What is required >>
Repeat exactly each line of the data provided below.

____

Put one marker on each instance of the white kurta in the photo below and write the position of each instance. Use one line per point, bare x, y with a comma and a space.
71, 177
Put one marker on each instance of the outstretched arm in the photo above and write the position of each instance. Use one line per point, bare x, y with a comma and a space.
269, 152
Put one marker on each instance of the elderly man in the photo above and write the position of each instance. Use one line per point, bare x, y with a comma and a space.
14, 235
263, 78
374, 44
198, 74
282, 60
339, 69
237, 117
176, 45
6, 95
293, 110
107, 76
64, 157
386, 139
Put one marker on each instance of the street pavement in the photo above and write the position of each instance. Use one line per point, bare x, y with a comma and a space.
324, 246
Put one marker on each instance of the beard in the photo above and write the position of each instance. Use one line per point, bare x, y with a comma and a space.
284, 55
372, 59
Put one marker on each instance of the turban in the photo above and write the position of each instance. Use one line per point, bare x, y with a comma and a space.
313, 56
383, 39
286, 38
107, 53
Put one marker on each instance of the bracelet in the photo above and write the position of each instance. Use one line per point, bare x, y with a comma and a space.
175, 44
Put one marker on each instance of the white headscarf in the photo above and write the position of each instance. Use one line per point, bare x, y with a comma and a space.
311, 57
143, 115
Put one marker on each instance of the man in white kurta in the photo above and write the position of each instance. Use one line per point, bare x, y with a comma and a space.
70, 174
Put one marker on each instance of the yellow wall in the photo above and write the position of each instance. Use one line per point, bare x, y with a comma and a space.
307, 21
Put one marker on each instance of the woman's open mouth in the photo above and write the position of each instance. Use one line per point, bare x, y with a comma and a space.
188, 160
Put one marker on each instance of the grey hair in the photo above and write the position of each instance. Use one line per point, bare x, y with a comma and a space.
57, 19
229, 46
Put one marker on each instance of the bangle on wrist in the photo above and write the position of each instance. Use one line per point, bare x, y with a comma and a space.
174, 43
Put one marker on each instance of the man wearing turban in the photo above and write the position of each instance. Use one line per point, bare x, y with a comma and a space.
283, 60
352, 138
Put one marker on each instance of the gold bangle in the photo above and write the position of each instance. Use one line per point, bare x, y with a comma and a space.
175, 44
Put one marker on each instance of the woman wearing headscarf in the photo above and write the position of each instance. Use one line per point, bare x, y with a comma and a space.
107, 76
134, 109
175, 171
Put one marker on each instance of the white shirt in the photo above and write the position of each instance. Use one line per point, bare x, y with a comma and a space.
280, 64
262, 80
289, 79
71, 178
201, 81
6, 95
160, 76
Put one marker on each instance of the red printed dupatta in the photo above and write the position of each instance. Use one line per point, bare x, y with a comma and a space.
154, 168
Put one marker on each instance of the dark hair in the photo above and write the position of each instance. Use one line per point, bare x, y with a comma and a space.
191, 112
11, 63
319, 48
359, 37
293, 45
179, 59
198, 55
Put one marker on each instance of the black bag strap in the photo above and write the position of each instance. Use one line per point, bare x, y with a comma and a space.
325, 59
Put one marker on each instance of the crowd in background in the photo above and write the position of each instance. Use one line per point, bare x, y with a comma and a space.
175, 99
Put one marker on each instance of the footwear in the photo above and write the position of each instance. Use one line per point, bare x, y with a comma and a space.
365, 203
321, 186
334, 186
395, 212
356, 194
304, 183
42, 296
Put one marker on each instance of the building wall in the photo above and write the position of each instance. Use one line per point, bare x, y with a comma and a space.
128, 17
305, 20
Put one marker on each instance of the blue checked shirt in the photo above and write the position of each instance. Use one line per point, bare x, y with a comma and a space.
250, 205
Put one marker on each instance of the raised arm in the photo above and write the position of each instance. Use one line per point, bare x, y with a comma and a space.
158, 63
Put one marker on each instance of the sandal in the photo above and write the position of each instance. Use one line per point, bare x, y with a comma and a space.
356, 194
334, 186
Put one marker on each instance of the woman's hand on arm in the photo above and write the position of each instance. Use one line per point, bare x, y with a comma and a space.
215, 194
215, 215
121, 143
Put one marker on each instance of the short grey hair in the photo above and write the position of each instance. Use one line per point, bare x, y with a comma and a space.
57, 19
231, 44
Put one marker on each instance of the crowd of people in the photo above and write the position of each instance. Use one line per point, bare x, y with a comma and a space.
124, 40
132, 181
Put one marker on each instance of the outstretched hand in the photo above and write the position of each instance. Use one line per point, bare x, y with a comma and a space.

____

Expected output >>
Put one marker on each instance of the white kurta in the photo below and write the position of each instance. Use one line per point, bare x, y with a comma and a space.
71, 177
Put one marker on each instance of the outstretched arm in the photo above and write the position of each instance. Use one line per point, bare x, y with a comma and a space.
269, 152
Put one marker on each instance of the elderly man in the photo above and write the position of each instance. Use one line per point, bare x, y with a comma and a space.
14, 235
263, 78
374, 44
198, 74
282, 60
339, 69
237, 117
176, 45
6, 95
293, 110
107, 76
64, 157
386, 139
Put one marker on each instance of the street pavement in the photo above and write the position of each instance. Use one line per point, bare x, y with a comma and a space.
324, 246
Put one marker on each instance of the beard in the photo above and write the position of each instance. Use one line per point, bare x, y with a comma and a space.
284, 55
372, 59
Put one marker on each instance of the turban in the photo above and write the position of each instance. Use one line per point, bare x, y with a comma and a space.
313, 56
383, 39
286, 38
107, 53
Put one marker on each instance of the bracelet in the photo above and write the position of each instance. Use one line per point, bare x, y with a comma and a space.
175, 44
Put one marker on each instance of the white headscarf in the photo above and write the position of each instance. Use one line per point, bare x, y with a comma and a space.
311, 57
143, 115
Put one marker on each instance of the man in white kurta in the photo above and write the position of each instance. Use one line per point, bare x, y with a comma and a space.
70, 174
Put one marker on each instance of the yellow wall in the photo above and write the position of each instance. Use one line per point, bare x, y with a comma and a space.
307, 21
Put one marker on each instance of the woman's open mouth in the photo above and write the position of each instance. Use one line per point, bare x, y with a comma and a space.
188, 160
Put one marker on each instance of the grey hair in the photo above and write the position of each instance. Use one line per point, bare x, y with a comma and a space.
57, 19
229, 46
Put one marker on each instance of the bangle on wrist in the photo above and write the position of each instance. Use one line per point, bare x, y with a comma and a space.
174, 43
Put one marker on each instance of the man wearing turban in the photo above and write the position of each instance. Use one line per point, bare x, y with a comma and a space.
283, 60
352, 138
Put one marker on each instance of the gold bangle in the photo above and write the position of each instance. Use one line per point, bare x, y with a comma and a space.
175, 44
Put one marker on each instance of the woman wearing headscarf in the photo above and write the position of each instance. Use one line per point, bare x, y with a comma and a space.
107, 76
134, 109
175, 171
Put one marker on each instance of the white shirt in the photo above and write the position of each instance. Use one line per point, bare x, y with a comma and a space.
280, 64
262, 80
289, 79
71, 178
201, 81
6, 95
160, 76
Put one marker on each instance of the red printed dupatta in the photo above and write the position of each instance. Use one line per point, bare x, y with a comma and a space.
154, 168
Put one marker on each instance of the dark hair in the photo above and write the position of each instance. Use one line per point, bare x, y with a comma and a space.
191, 112
11, 63
319, 48
359, 37
293, 45
179, 59
198, 55
Put one marker on each instance of the black bag strap in the photo above and write the position of each instance. Use one line per point, bare x, y with a comma and a space.
325, 59
Put one marker on each instance of the crowd in background in the photo above and write the position of each instance. Use one line per point, bare x, y with a comma and a space.
175, 99
Put one marker on each instance of the footwear in the photo above and write the position of each instance. Use one line per point, bare x, y with a comma and a space.
365, 203
321, 186
334, 186
395, 212
356, 194
304, 183
42, 296
Put one marker on each instance of the building wall in the photo above and write the position of each instance. Use one line per point, bare x, y with a comma and a space.
128, 17
305, 20
Put one marker on each instance of the blue checked shirt in the photo above and write the position of each instance. Use one line per point, bare x, y with a comma and a space.
250, 205
Put one marker on each instance of the raised arm in the photo above and write the position of each instance. Use one line per point, bare x, y with a comma and a space.
158, 63
Put one marker on each instance of the sandal in the photo above and write the position of each instance. Use one line per point, bare x, y with a comma and a space.
356, 194
334, 186
Put one marker on each instance of the woman's hand on arm in the photo above and write the position of each instance. Use one line per point, bare x, y with a comma and a space.
215, 194
215, 215
121, 143
Put one marker on each instance of the short grey hair in the photo above and write the position of each instance. Use one line per point, bare x, y with a comma and a space.
57, 19
231, 44
Put one marker on each instance of the crowd of people in the photo above and write the position of each instance. Use one line per point, bare x, y with a comma and a space.
124, 40
132, 181
Put one marker on each instance of the outstretched hand in the photo above and write the position of each instance. Use one line per point, bare x, y with a comma and a space.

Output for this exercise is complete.